# WORK REQUIRED
Reproduce the lines below starting at the line that contains "Locate the boardwalk" and ending at the line that contains "<point>504,60</point>", both ends included, and omit the pictures.

# ENTRIES
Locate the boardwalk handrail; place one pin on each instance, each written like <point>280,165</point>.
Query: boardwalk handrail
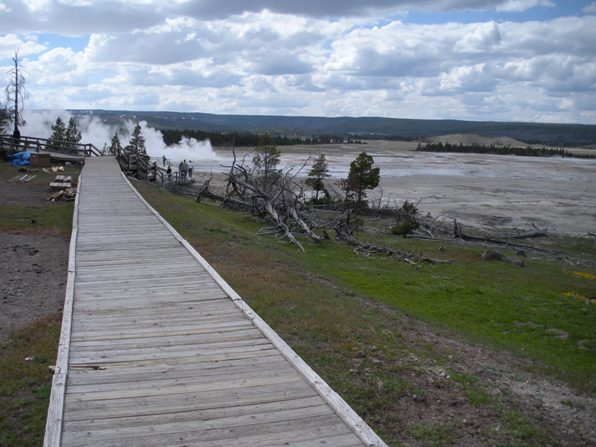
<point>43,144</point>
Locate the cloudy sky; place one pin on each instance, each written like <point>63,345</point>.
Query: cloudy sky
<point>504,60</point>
* * *
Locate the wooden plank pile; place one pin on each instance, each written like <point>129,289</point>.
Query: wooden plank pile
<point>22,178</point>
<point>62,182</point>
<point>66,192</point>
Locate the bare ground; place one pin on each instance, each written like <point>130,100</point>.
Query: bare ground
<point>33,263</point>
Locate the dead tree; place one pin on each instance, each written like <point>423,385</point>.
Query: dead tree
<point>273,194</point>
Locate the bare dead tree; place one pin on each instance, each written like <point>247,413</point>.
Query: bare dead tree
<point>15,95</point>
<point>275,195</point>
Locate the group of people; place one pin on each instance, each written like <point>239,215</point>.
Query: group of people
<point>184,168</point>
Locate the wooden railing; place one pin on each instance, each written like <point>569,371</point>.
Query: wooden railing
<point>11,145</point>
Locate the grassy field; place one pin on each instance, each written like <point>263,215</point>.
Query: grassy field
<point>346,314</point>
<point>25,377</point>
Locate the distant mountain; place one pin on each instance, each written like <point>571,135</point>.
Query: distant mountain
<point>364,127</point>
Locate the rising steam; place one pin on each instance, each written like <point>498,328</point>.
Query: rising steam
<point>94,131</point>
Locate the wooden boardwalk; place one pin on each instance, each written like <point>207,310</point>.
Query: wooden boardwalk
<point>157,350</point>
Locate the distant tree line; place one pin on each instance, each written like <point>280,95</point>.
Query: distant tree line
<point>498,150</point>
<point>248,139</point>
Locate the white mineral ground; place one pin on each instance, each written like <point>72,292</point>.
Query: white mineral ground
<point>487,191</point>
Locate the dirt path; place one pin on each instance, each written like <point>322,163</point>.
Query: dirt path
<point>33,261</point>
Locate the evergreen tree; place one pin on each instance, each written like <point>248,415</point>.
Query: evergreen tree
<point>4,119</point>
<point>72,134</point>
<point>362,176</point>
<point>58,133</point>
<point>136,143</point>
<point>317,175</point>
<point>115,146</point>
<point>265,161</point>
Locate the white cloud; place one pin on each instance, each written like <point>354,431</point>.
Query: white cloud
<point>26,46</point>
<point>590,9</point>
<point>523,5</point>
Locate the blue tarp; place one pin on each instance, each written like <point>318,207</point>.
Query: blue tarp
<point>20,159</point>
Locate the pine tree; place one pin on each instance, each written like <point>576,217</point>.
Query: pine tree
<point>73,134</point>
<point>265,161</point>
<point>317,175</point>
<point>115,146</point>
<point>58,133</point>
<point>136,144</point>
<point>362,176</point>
* * *
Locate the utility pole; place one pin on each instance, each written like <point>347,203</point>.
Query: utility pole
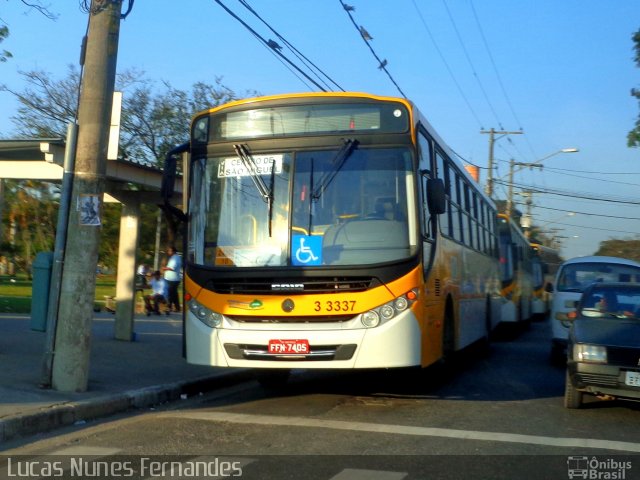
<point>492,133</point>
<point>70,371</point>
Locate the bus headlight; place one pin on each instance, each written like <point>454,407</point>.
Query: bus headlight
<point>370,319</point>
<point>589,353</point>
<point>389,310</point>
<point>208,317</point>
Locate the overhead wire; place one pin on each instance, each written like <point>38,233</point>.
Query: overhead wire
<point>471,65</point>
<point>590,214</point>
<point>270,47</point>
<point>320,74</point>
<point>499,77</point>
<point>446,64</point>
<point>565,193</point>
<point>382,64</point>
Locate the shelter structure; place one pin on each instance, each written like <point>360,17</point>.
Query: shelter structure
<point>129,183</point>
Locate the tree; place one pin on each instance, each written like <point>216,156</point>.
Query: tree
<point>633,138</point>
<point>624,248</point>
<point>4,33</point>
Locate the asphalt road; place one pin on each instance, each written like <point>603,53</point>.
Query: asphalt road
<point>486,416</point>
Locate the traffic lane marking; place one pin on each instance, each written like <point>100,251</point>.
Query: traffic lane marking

# TASK SOLUTION
Locate the boardwalk handrail; place one pin on each instance, each written like <point>280,165</point>.
Query: boardwalk handrail
<point>43,144</point>
Locate the cloudy sky; place one pin on each instance, each written like <point>63,345</point>.
Query: cloudy sky
<point>504,60</point>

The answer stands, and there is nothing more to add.